= Prompt A =
In the tank hood thread, which EU dangerous substance classifications has the paint been assigned?
= Prompt B =
Carry on the tank hood thread, starting after the last post shown.

= Provided passage =
The manufacturer's product safety sheet doesn't appear to list any nasties. The EU dangerous substance classifications it has been assigned just relate to flammability, skin irritation and eye irritation during the application phase. However, I was just wondering if anyone more experienced could see a problem with using this.

Thanks in advance for any help.


----------



## ian_m (16 Oct 2015)

After trying and failing with various paints, didn't try Plasticote though, my mate used aluminium foil tape on the inside of his hood. Doesn't cost much at B&Q, is mirror finish and has been in his tank hood for years.

Something like this.


----------



## A Bull With Yogurts (16 Oct 2015)

Interesting...I'd have thought something fixed using an adhesive would have peeled off eventually, what with the humidity and all. Will investigate. Thanks.

BTW, what problems did you have with your various paints?


----------



## ian_m (16 Oct 2015)

A Bull With Yogurts said:


> BTW, what problems did you have with your various paints?


Basically the hood was aluminium and it is extremely difficult to get paint to stick to aluminium. I think it was normal cellulose paint and no specialist undercoat to cope with aluminium.

I think the key thing here is preparing the surface.

The aluminium tape is certainly damp/water proof as I have used it to seal the underside of work surfaces from steam escaping from our dishwasher, that was years ago and it is still there.


----------



## A Bull With Yogurts (16 Oct 2015)

ian_m said:


> Basically the hood was aluminium and it is extremely difficult to get paint to stick to aluminium. I think it was normal cellulose paint and no specialist undercoat to cope with aluminium.


 Ah right. My plastic hood flaps have been thoroughly cleaned and have a mottled surface. This paint should take to it without any problems I hope.


----------



## ian_m (16 Oct 2015)

Just make sure the paint doesn't attack the plastic first.

What about a reflective spray. There are others. Might need a protective coating to stop growing algae/mould.
http://www.albedo100.co.uk/


----------



## Tim Harrison (16 Oct 2015)

You could try aluminium paint...tho' I'd do a little research first to see if it's suitable, although I dare say someone here will probably know for sure.

= Extracted data =
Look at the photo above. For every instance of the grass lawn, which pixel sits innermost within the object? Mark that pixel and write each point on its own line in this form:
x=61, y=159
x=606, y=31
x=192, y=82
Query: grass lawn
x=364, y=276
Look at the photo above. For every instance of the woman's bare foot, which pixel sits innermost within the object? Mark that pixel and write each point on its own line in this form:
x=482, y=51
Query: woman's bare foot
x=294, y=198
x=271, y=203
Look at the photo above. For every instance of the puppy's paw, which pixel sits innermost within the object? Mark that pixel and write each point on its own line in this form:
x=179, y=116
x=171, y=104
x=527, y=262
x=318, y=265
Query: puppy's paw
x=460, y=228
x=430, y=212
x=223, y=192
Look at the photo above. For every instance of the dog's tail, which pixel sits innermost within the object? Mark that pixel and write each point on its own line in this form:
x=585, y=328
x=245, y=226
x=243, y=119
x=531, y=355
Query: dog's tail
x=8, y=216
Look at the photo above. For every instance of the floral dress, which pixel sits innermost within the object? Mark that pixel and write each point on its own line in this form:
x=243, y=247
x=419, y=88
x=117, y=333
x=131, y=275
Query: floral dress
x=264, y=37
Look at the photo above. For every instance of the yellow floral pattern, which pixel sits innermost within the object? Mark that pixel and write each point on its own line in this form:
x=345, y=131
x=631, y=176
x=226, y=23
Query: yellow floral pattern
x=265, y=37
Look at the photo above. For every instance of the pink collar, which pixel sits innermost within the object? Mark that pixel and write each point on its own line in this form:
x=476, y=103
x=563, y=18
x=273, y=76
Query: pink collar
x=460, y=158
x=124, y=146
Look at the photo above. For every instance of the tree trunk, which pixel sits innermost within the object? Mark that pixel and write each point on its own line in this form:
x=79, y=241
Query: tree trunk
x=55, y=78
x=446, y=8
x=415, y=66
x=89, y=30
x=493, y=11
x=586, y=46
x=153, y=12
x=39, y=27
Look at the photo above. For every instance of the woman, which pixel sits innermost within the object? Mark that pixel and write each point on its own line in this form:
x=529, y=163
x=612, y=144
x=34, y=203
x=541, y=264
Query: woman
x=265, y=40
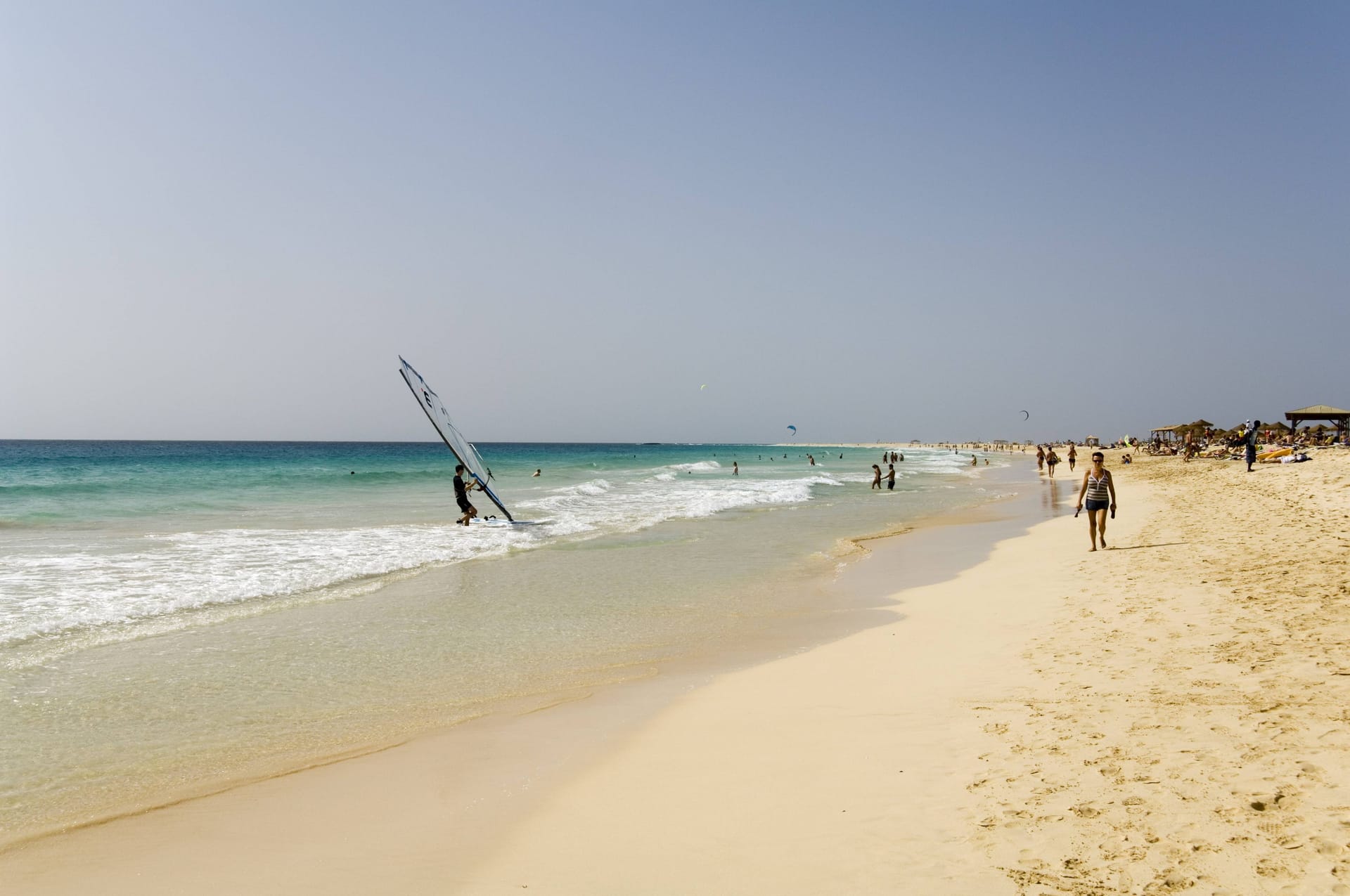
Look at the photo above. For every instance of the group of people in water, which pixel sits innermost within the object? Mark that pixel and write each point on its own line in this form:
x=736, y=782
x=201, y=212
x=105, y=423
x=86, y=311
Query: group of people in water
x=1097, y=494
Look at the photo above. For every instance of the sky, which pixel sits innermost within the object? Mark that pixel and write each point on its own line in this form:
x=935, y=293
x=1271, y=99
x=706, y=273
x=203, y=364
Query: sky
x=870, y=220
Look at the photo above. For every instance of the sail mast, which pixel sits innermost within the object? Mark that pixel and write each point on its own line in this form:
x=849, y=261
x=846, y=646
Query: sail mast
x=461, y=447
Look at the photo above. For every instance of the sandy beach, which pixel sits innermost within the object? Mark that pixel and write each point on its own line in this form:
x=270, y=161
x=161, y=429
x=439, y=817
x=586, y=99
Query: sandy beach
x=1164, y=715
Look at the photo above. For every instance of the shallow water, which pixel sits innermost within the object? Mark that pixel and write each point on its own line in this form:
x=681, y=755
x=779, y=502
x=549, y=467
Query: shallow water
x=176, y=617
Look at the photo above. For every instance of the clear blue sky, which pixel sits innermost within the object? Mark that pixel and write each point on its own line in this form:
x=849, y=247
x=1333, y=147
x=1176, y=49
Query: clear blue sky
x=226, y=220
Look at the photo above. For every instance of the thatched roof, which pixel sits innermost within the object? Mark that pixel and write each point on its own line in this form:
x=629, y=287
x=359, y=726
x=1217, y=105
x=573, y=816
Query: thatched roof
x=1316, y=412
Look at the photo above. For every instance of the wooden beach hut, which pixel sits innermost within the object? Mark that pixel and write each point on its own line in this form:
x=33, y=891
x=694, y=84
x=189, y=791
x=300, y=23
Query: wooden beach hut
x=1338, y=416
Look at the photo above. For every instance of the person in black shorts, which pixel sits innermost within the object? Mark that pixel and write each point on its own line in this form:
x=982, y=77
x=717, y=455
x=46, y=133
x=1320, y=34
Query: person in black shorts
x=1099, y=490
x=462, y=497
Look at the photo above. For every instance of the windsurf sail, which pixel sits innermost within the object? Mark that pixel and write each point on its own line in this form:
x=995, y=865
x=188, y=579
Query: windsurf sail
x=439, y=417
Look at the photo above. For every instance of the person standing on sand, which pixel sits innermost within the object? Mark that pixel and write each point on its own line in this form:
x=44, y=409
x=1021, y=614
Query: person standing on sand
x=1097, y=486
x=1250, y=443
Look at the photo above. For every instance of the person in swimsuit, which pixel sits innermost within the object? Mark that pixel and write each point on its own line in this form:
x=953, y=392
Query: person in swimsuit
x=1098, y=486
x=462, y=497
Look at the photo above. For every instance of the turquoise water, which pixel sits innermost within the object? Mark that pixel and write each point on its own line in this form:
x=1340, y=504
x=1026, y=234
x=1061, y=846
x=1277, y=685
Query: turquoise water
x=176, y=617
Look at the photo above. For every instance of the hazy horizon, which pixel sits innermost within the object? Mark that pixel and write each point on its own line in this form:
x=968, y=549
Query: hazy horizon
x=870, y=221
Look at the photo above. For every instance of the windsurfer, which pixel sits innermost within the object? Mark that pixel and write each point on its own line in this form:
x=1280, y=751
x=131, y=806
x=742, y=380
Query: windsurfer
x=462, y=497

= Final result A =
Flammability, skin irritation and eye irritation during the application phase.

= Final result B =
----------



## A Bull With Yogurts (19 Oct 2015)

ian_m said:


> What about a reflective spray. There are others. Might need a protective coating to stop growing algae/mould.
> http://www.albedo100.co.uk/



Thanks for that. Looked at their website but unfortunately their FAQ says that the spray is not safe for aquatic organisms.


----------



## A Bull With Yogurts (19 Oct 2015)

Troi said:


> You could try aluminium paint...tho' I'd do a little research first to see if it's suitable, although I dare say someone here will probably know for sure.



Thanks for the suggestion. Did a bit of research and from what I've read metallic reflectors are a pretty poor choice as, despite looking very shiny, they only reflect a limited amount of light.


----------



## ian_m (19 Oct 2015)

Cant you fit reflectors, especially as it is a Juwel tank ?

One of my friends even put these on his non Juwel tank as they can easily be cut to the correct length.
http://www.juwel-aquarium.de/en/Pro.../HiFlex-438-mm-T5-24W-T8-15W-Refl-438-mm.html

They are a plastic U shaped supports that two strips of reflective mylar film is inserted into. Easy to clean as you can flip the film over to the other side if lazy and easy to remove to dip in descaler if they get scaled up.


----------



## dw1305 (19 Oct 2015)

Hi all, 





A Bull With Yogurts said:


> It's funny as most of the reading I did yesterday evening ended up being on the dope grower forums. It seems those guys have put A LOT of thought into getting the most out their lighting to maximise their crop.


I've found that. 

There is a lot of really good light information on "Hydroponic Tomato" grower sites. Problem is what do you type into google as a "search term"? 

I nearly typed "C*nnabis vegetative light spectrum" as a search term the other day at work, before I thought better of it.

cheers Darrel


----------



## A Bull With Yogurts (19 Oct 2015)

ian_m said:


> Cant you fit reflectors, especially as it is a Juwel tank ?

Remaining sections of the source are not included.